Supplied passage:
□ □ □ □ □
Sorry for your loss. Keep your chin up and remember all the good times you had with her!!


----------



## batman (Mar 24, 2011)

Sorry for your loss..Our dogs are getting up there in years too,I'm not looking toward that day..
Take care,.


----------



## Catarafter (Mar 25, 2011)

I am very sorry for your loss. As a veterinarian I see people go through making these difficult decisions on a regular basis. It is not a fun part of the job. There is little we can say to make this difficult time easier for you.


----------



## fender66 (Mar 26, 2011)

Catarafter said:


> I am very sorry for your loss. As a veterinarian I see people go through making these difficult decisions on a regular basis. It is not a fun part of the job. There is little we can say to make this difficult time easier for you.



Good to have a resident Vet on board. We always have questions about our "fishin' buddies" and "big sweeeeetys". :LOL2:


----------



## Lazysob (Mar 27, 2011)

Don't Weep for Me

Do not stand at my grave and weep,
I am not there, I do not sleep. 
I am a thousand winds that blow.
I am the diamond glint on snow.
I am the sunlight on ripened grain.
I am the gentle autumn rain. 

When you wake in the morning hush,
I am the swift, uplifting rush 
Of quiet birds in circling flight.
I am the soft starlight at night. 

Do not stand at my grave and weep.
I am not there, I do not sleep.
(Do not stand at my grave and cry.
I am not there, I did not die!).


----------



## raven174us (Mar 28, 2011)

I'm really sorry for your loss.


----------



## Waterwings (Mar 28, 2011)

Sorry to hear of your loss.


----------
□ □ □ □ □
Record excerpts:
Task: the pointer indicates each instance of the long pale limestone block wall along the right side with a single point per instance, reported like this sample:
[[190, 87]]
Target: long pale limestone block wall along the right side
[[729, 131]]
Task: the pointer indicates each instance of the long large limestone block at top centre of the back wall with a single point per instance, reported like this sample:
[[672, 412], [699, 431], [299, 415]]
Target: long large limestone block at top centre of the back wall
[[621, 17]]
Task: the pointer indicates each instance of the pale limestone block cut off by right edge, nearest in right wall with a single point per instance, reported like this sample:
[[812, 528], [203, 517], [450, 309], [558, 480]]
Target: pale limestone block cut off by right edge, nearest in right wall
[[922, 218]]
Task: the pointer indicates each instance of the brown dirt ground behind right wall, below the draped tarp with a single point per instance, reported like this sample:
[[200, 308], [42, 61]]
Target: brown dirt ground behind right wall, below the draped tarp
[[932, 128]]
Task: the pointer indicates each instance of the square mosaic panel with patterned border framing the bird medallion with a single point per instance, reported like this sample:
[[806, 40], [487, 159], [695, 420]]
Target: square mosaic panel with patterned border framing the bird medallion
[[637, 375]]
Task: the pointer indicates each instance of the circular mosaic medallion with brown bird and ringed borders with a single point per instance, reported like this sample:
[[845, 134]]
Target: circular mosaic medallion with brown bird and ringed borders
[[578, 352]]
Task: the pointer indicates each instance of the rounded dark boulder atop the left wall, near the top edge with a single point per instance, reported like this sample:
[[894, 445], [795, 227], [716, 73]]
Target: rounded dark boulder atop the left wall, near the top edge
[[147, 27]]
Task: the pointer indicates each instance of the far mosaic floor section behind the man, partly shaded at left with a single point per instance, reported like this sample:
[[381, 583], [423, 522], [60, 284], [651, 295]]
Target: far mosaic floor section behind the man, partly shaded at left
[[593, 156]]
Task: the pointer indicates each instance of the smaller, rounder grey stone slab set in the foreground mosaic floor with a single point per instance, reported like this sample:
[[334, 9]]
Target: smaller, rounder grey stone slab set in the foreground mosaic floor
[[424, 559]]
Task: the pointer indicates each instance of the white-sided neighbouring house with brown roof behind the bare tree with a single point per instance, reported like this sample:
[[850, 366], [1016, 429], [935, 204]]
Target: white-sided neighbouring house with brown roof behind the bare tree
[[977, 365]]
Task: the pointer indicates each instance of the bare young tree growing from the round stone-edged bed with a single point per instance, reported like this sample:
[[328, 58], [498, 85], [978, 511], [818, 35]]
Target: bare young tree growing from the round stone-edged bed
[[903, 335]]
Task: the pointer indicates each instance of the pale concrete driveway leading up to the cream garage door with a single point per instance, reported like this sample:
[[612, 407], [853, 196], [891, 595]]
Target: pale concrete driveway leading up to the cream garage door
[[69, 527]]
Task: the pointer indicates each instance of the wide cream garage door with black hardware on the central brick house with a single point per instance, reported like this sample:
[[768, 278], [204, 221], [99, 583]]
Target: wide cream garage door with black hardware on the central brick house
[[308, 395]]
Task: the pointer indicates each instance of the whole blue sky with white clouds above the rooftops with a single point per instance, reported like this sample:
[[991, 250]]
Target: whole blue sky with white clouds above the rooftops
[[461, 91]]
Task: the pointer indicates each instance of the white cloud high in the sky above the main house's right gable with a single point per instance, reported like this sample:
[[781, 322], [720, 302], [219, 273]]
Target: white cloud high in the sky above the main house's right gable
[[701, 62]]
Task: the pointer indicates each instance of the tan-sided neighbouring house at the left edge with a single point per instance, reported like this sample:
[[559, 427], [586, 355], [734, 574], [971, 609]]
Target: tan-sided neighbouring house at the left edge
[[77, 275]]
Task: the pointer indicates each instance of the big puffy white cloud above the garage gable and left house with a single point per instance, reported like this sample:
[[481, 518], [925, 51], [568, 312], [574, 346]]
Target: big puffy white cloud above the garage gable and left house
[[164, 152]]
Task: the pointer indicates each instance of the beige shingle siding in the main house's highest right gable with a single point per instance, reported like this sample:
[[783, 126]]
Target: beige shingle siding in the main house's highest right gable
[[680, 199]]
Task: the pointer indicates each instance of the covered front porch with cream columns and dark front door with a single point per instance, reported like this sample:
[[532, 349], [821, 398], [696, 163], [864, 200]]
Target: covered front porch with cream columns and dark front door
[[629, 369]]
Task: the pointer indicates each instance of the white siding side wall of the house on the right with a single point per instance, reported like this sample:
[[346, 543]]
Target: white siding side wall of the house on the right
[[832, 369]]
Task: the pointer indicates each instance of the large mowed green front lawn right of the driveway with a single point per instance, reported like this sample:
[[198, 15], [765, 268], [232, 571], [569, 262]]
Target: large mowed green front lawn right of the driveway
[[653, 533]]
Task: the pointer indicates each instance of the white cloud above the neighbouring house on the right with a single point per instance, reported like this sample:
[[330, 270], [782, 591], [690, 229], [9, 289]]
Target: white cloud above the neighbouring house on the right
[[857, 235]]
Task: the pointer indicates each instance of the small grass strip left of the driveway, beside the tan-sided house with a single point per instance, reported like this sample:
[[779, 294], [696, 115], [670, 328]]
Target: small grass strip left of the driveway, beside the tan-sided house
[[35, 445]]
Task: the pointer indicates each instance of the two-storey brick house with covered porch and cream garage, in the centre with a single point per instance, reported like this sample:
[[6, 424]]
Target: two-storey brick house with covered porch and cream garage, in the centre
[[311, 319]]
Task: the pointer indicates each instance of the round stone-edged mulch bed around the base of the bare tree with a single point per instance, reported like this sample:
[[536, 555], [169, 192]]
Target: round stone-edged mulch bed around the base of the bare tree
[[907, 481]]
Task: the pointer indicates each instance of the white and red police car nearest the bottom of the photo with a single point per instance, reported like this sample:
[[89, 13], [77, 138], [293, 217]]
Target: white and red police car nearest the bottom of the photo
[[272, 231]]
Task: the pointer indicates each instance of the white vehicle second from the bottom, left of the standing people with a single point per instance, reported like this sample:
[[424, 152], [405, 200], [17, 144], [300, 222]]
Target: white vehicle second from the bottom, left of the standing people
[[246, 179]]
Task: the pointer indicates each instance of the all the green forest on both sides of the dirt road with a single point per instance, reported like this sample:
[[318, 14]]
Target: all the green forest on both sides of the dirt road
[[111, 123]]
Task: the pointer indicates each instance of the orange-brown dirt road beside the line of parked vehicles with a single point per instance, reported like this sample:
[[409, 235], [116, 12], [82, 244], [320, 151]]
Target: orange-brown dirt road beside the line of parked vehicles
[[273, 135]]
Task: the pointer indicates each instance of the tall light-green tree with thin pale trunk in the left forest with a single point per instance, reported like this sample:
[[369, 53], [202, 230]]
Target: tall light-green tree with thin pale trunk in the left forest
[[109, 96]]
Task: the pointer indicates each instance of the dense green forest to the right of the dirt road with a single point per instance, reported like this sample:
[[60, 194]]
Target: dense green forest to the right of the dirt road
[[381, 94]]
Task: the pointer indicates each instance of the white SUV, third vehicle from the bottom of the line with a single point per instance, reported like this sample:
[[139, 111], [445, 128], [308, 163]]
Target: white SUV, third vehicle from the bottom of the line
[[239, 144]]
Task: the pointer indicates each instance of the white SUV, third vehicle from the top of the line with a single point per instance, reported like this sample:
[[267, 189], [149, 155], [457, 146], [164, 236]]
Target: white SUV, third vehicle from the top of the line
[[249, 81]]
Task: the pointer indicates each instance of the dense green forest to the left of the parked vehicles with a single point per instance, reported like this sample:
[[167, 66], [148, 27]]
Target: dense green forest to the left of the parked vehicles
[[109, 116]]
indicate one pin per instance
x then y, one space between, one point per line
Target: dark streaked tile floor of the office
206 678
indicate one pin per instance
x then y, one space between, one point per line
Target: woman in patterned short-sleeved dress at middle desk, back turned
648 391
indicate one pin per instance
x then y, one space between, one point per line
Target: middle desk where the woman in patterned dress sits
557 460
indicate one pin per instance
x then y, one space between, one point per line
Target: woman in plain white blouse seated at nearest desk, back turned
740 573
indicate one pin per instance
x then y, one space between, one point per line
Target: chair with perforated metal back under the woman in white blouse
□ □ □ □ □
Tasks:
1) Answer these about the condolence thread:
(a) What profession does Catarafter say they have?
(b) On what date is batman's post dated?
(c) What title heads the poem in Lazysob's post?
2) Reproduce the part of the condolence thread starting at "I am a thousand" and ending at "grave and cry.".

Results by task:
1)
(a) Veterinarian
(b) Mar 24, 2011
(c) "Don't Weep for Me"

2)
I am a thousand winds that blow.
I am the diamond glint on snow.
I am the sunlight on ripened grain.
I am the gentle autumn rain. 

When you wake in the morning hush,
I am the swift, uplifting rush 
Of quiet birds in circling flight.
I am the soft starlight at night. 

Do not stand at my grave and weep.
I am not there, I do not sleep.
(Do not stand at my grave and cry.